- What the exercise asks
Rewrite the data below from the line containing "Where can the checkered" through the line containing "<point>185,584</point>", keeping the requests but leaving out the pictures, and rescale the point coordinates in each answer by 1.35, rounding to whole numbers with halves going up. Leave the numbers in the requests and their sample points unchanged.

== The input ==

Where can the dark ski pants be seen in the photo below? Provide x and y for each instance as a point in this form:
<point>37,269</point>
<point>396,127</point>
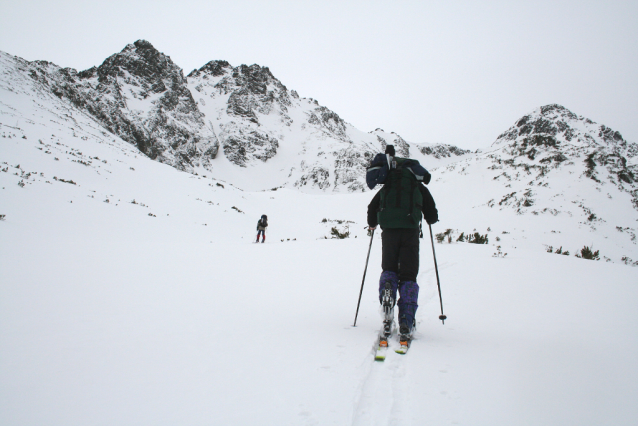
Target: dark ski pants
<point>400,264</point>
<point>400,252</point>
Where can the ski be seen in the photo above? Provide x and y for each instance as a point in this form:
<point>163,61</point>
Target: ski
<point>403,349</point>
<point>382,350</point>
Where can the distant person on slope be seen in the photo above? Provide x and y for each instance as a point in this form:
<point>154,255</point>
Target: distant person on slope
<point>397,208</point>
<point>262,224</point>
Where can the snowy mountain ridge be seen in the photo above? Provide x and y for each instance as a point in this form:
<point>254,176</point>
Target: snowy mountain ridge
<point>244,112</point>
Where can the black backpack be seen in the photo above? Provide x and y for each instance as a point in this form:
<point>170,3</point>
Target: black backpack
<point>401,200</point>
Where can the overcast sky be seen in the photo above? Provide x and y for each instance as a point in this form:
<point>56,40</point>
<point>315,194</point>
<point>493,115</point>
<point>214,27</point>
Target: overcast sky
<point>457,72</point>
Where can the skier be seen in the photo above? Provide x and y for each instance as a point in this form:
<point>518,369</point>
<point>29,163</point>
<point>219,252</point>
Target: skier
<point>262,224</point>
<point>397,208</point>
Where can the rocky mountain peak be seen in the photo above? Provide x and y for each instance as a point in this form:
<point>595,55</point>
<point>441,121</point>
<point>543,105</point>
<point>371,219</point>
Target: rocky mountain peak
<point>142,60</point>
<point>214,68</point>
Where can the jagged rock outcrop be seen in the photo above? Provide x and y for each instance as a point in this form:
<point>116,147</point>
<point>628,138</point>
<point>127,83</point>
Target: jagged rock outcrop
<point>140,95</point>
<point>552,137</point>
<point>243,113</point>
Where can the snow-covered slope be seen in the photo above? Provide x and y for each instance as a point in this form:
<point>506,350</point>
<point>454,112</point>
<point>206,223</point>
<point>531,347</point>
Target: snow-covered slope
<point>131,291</point>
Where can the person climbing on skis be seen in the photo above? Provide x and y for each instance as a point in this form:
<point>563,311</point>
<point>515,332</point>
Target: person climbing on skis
<point>397,208</point>
<point>262,224</point>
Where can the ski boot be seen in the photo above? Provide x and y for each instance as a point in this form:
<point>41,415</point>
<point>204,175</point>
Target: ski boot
<point>405,337</point>
<point>387,304</point>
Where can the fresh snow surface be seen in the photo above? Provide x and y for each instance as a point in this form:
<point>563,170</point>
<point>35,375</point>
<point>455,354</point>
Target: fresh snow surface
<point>163,311</point>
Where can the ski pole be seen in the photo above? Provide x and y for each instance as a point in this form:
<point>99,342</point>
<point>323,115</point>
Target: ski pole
<point>363,280</point>
<point>438,283</point>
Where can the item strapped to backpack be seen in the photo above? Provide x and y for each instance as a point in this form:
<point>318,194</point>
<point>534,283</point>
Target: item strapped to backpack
<point>401,199</point>
<point>382,164</point>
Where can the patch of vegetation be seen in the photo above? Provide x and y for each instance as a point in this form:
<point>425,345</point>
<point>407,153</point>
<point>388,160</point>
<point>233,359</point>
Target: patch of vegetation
<point>340,235</point>
<point>587,253</point>
<point>499,253</point>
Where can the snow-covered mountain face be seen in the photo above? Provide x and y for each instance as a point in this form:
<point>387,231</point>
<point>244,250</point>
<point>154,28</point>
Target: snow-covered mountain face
<point>565,180</point>
<point>267,135</point>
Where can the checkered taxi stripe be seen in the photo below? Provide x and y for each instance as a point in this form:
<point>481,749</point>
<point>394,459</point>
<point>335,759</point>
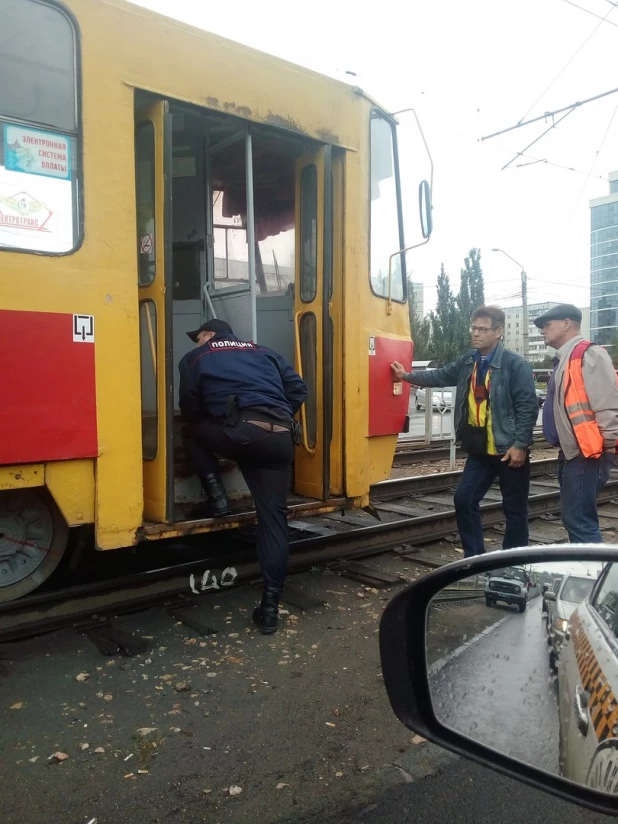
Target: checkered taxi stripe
<point>602,704</point>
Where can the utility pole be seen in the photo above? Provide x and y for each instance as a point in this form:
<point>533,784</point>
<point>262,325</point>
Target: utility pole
<point>524,303</point>
<point>524,308</point>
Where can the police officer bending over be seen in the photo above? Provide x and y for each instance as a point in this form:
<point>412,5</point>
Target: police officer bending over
<point>239,400</point>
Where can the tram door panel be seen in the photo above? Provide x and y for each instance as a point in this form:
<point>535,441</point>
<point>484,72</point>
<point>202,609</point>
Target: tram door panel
<point>153,204</point>
<point>313,323</point>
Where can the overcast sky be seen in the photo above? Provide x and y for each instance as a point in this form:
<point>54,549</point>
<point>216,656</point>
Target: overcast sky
<point>471,69</point>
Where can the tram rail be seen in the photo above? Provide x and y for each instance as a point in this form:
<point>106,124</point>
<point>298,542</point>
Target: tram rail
<point>185,584</point>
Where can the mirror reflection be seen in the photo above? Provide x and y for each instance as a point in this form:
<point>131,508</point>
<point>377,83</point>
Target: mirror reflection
<point>524,659</point>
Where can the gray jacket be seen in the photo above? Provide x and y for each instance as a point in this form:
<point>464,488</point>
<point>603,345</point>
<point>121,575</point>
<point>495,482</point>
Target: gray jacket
<point>600,382</point>
<point>512,395</point>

===

- Expected output
Where can the checkered taxi stripe be seen in the photo below? Provide x and y for each instance as a point in this form:
<point>481,749</point>
<point>394,459</point>
<point>335,759</point>
Target: checkered taxi stripe
<point>813,950</point>
Where can the utility pole be seen in the photo above? Provide x and y for each instance as a point in this form:
<point>533,784</point>
<point>262,325</point>
Target: utility pole
<point>707,409</point>
<point>707,416</point>
Where can the police officer bending over be seen in the photo above? Provide x and y for each instance as a point in this form:
<point>412,5</point>
Target: police officer bending over
<point>323,540</point>
Where can the tram door panel be seen in the photo above? Provide x and y for each instance as a point in this form:
<point>535,441</point>
<point>484,72</point>
<point>202,609</point>
Target: tram door panel
<point>207,275</point>
<point>423,436</point>
Where can the overcast sky be seen in the photo above? Provide x and y for each instance as a point in this form:
<point>54,549</point>
<point>216,656</point>
Target: overcast sky
<point>636,93</point>
Where can the tram rail be seen in the photo above? Provide x and y for each instance as a point in this form:
<point>106,124</point>
<point>298,542</point>
Target: tram rail
<point>250,788</point>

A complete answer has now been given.